───── Исходный отрывок

Итак, население работает преимущественно по найму на работах, требующих невысокой квалификации, не имея почти никаких возможностей для развития своего индивидуального таланта или достижения выдающихся результатов. В то время как управляющие или другие профессиональные группы заинтересованы по крайней мере в каких-то индивидуальных достижениях, подавляющее большинство рабочих продают работодателю свои физические способности или крайне небольшую часть умственных для того, чтобы работодатель получил прибыль, в которой рабочие своей доли не имеют. Они не заинтересованы в результатах своего труда и работают только с целью обеспечить себе средства к существованию и утолить свою потребительскую жадность.
Неудовлетворённость, апатия, скука, отсутствие радости и счастья, чувство бесполезности и ощущение бессмысленности жизни — вот неизбежные результаты такого положения. Люди могут не сознавать этот социально заданный патологический синдром, его можно скрыть с помощью неистового бегства в спасительную деятельность или с помощью жажды денег, власти и престижа. Однако значение последних стимулов велико только потому, что отчуждённая личность не может не искать компенсации своей внутренней бессодержательности, а вовсе не потому, что эти желания являются «естественными» или наиболее важными стимулами к труду.

──────────
───── Выдержка из данных

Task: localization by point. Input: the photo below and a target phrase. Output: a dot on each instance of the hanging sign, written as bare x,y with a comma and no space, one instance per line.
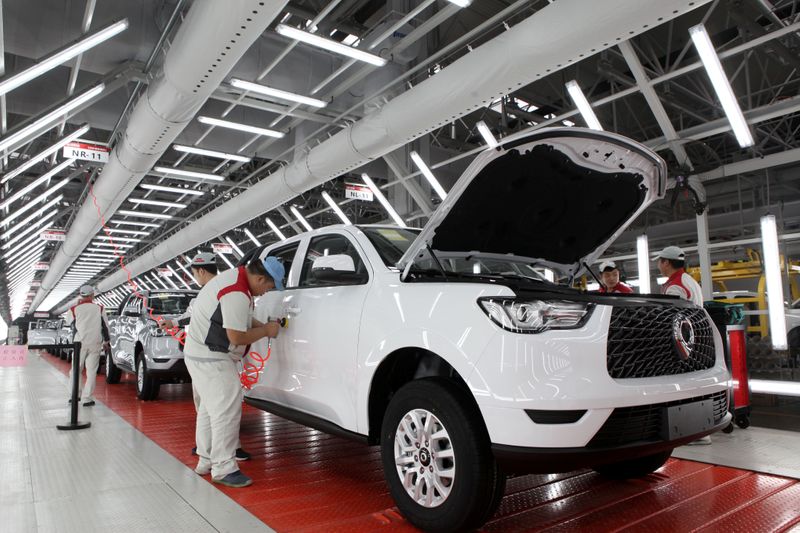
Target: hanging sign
87,152
222,248
53,235
354,191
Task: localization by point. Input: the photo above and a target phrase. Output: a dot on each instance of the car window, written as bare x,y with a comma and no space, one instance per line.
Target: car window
285,255
390,243
326,245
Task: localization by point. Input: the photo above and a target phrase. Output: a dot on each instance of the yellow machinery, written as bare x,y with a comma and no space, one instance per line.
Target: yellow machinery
750,268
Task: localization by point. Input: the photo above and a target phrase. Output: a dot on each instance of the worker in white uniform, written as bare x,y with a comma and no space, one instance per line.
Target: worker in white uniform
220,329
204,269
672,264
91,331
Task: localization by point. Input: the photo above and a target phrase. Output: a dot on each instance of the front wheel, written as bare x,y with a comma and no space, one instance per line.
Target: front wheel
633,468
147,386
437,458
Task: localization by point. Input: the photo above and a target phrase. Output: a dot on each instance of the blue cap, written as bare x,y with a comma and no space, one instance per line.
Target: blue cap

──────────

Задания
• 1. С какой целью, согласно отрывку о наёмном труде, работают рабочие?
• 2. Переведите на английский язык следующее предложение из отрывка о наёмном труде: «Неудовлетворённость, апатия, скука, отсутствие радости и счастья, чувство бесполезности и ощущение бессмысленности жизни — вот неизбежные результаты такого положения».
При выполнении заданий опирайтесь исключительно на исходный отрывок.

Ответы к заданиям
• 1. Только для того, чтобы обеспечить себе средства к существованию и утолить свою потребительскую жадность.

• 2. Dissatisfaction, apathy, boredom, a lack of joy and happiness, a sense of uselessness, and a feeling that life is meaningless — these are the inevitable results of such a situation.